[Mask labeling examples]
———
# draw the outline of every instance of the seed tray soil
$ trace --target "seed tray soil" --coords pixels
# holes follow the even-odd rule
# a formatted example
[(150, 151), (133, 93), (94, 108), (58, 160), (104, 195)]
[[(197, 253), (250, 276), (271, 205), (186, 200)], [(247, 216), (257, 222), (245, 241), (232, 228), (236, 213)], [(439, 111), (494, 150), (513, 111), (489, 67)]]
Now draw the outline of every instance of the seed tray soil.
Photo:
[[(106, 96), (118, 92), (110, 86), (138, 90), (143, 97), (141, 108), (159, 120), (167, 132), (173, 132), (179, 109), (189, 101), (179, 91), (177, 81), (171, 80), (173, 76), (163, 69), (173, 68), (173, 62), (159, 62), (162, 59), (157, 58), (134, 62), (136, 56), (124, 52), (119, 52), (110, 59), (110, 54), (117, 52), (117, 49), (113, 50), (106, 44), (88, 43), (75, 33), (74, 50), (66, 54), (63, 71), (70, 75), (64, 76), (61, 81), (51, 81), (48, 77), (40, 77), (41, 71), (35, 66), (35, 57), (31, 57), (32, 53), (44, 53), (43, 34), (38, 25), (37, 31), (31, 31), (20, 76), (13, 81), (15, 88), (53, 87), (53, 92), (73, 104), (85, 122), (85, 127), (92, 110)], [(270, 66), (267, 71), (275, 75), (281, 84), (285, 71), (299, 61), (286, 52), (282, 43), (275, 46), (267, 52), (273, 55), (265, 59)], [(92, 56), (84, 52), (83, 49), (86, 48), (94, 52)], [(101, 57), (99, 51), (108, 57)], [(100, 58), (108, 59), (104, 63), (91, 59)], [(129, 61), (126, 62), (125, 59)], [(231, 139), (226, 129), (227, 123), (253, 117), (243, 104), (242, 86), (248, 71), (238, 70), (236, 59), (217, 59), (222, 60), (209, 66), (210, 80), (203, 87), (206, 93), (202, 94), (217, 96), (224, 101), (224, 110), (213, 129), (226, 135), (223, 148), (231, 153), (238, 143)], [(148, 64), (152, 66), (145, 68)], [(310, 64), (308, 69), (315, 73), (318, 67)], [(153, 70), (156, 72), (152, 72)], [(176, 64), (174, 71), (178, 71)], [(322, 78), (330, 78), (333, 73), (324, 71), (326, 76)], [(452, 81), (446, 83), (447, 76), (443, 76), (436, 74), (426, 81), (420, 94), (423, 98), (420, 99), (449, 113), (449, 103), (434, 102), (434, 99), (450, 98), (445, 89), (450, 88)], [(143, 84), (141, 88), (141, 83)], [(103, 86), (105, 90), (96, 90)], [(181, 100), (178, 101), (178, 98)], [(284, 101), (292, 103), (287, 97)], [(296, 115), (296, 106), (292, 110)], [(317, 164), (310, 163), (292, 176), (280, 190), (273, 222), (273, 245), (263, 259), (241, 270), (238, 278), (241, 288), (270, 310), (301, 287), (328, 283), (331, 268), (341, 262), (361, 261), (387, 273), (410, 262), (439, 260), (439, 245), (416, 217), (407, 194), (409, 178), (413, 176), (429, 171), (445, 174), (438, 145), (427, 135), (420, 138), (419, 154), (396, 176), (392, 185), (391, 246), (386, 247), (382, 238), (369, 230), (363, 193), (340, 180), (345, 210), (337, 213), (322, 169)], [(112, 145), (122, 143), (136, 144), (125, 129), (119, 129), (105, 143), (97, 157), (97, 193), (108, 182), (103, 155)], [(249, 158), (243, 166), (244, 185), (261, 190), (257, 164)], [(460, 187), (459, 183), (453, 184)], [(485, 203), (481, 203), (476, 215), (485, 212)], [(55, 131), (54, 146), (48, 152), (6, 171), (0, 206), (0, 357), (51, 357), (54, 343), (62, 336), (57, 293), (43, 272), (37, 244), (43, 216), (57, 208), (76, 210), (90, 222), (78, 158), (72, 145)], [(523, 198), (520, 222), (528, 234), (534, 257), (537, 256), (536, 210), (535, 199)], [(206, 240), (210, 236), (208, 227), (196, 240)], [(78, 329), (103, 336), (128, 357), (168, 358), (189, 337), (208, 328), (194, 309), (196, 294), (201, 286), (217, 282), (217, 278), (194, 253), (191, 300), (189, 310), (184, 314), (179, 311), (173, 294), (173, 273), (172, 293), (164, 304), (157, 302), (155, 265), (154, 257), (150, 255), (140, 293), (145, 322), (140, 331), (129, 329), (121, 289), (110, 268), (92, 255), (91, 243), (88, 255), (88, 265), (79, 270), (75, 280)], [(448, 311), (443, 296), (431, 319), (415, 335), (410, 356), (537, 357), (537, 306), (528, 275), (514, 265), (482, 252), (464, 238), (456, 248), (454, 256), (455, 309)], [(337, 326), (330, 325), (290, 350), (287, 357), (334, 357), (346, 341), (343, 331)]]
———
- Short task
Output each record exactly, leaving nothing out.

- Task answer
# draw the outline of every instance of the seed tray soil
$ trace --target "seed tray soil" --coords pixels
# holes follow the even-odd rule
# a formatted example
[(150, 151), (133, 93), (94, 108), (58, 160), (104, 195)]
[[(197, 253), (250, 276), (271, 205), (186, 200)], [(247, 216), (257, 222), (245, 241), (232, 228), (236, 213)], [(439, 111), (494, 150), (513, 111), (489, 67)]]
Now draw the outline of every instance of the seed tray soil.
Photo:
[[(106, 96), (118, 92), (110, 86), (138, 90), (143, 97), (141, 108), (159, 120), (167, 132), (173, 132), (179, 109), (189, 101), (179, 91), (177, 81), (171, 80), (173, 76), (163, 69), (173, 68), (173, 62), (159, 62), (162, 59), (157, 58), (134, 62), (136, 56), (124, 52), (119, 52), (110, 59), (110, 54), (117, 52), (117, 49), (113, 50), (106, 44), (88, 43), (75, 33), (74, 50), (66, 54), (63, 71), (70, 75), (64, 76), (61, 81), (51, 81), (48, 77), (40, 77), (41, 71), (35, 66), (35, 57), (31, 57), (32, 53), (44, 53), (43, 34), (38, 25), (37, 31), (31, 31), (20, 76), (13, 81), (15, 88), (53, 87), (53, 92), (73, 104), (85, 122), (85, 127), (92, 110)], [(270, 66), (267, 71), (275, 75), (281, 84), (285, 71), (299, 61), (286, 52), (282, 43), (275, 46), (267, 52), (273, 55), (265, 59)], [(92, 56), (84, 52), (83, 49), (86, 48), (94, 52)], [(101, 57), (99, 51), (108, 57)], [(100, 58), (108, 59), (104, 63), (91, 59)], [(129, 61), (126, 62), (125, 59)], [(231, 139), (226, 129), (227, 123), (253, 117), (243, 104), (242, 86), (248, 71), (238, 70), (236, 59), (217, 59), (222, 60), (209, 66), (210, 80), (203, 87), (206, 93), (202, 94), (217, 96), (224, 101), (224, 110), (213, 129), (226, 135), (223, 148), (231, 153), (238, 143)], [(148, 64), (152, 66), (145, 68)], [(310, 64), (308, 69), (315, 73), (318, 67)], [(153, 70), (156, 72), (152, 72)], [(176, 64), (174, 71), (178, 71)], [(322, 78), (330, 78), (333, 73), (324, 71), (326, 76)], [(452, 81), (446, 83), (447, 76), (443, 76), (436, 74), (426, 81), (420, 94), (423, 98), (420, 99), (449, 113), (449, 103), (434, 102), (434, 99), (450, 98), (445, 89), (450, 88)], [(143, 84), (141, 88), (141, 83)], [(103, 86), (105, 90), (96, 90)], [(181, 100), (178, 101), (178, 98)], [(284, 101), (292, 103), (287, 97)], [(296, 115), (296, 106), (292, 110)], [(317, 164), (310, 163), (292, 176), (280, 190), (273, 222), (273, 245), (263, 259), (241, 270), (238, 278), (241, 288), (270, 310), (301, 287), (328, 283), (331, 268), (341, 262), (361, 261), (387, 273), (410, 262), (439, 260), (439, 245), (416, 217), (407, 194), (409, 178), (413, 176), (429, 171), (445, 174), (438, 145), (427, 135), (420, 138), (419, 154), (396, 176), (392, 185), (391, 246), (386, 247), (382, 238), (369, 230), (363, 193), (340, 180), (345, 210), (337, 213), (322, 169)], [(112, 145), (122, 143), (136, 144), (125, 129), (119, 129), (105, 143), (97, 157), (97, 193), (108, 182), (103, 155)], [(249, 158), (243, 166), (244, 185), (261, 190), (257, 164)], [(460, 187), (459, 183), (453, 184)], [(485, 203), (481, 203), (476, 215), (485, 212)], [(55, 131), (54, 146), (48, 152), (6, 171), (0, 206), (0, 357), (51, 357), (54, 343), (62, 336), (57, 293), (43, 272), (37, 244), (43, 216), (57, 208), (76, 210), (90, 222), (78, 158), (72, 145)], [(523, 198), (520, 222), (528, 234), (534, 257), (537, 256), (536, 210), (535, 199)], [(206, 240), (210, 236), (208, 227), (196, 240)], [(78, 329), (103, 336), (128, 357), (168, 358), (189, 337), (208, 328), (194, 309), (196, 294), (201, 286), (217, 282), (217, 278), (194, 253), (191, 300), (189, 310), (184, 314), (179, 311), (173, 294), (173, 273), (172, 293), (164, 304), (157, 302), (155, 265), (154, 257), (150, 255), (140, 293), (145, 322), (140, 331), (129, 329), (121, 289), (110, 268), (92, 255), (91, 243), (88, 255), (88, 265), (79, 270), (75, 280)], [(448, 311), (443, 296), (431, 319), (415, 335), (410, 356), (537, 357), (537, 306), (528, 275), (514, 265), (482, 252), (464, 238), (456, 248), (454, 256), (455, 309)], [(337, 326), (330, 325), (290, 350), (287, 357), (334, 357), (346, 341), (343, 331)]]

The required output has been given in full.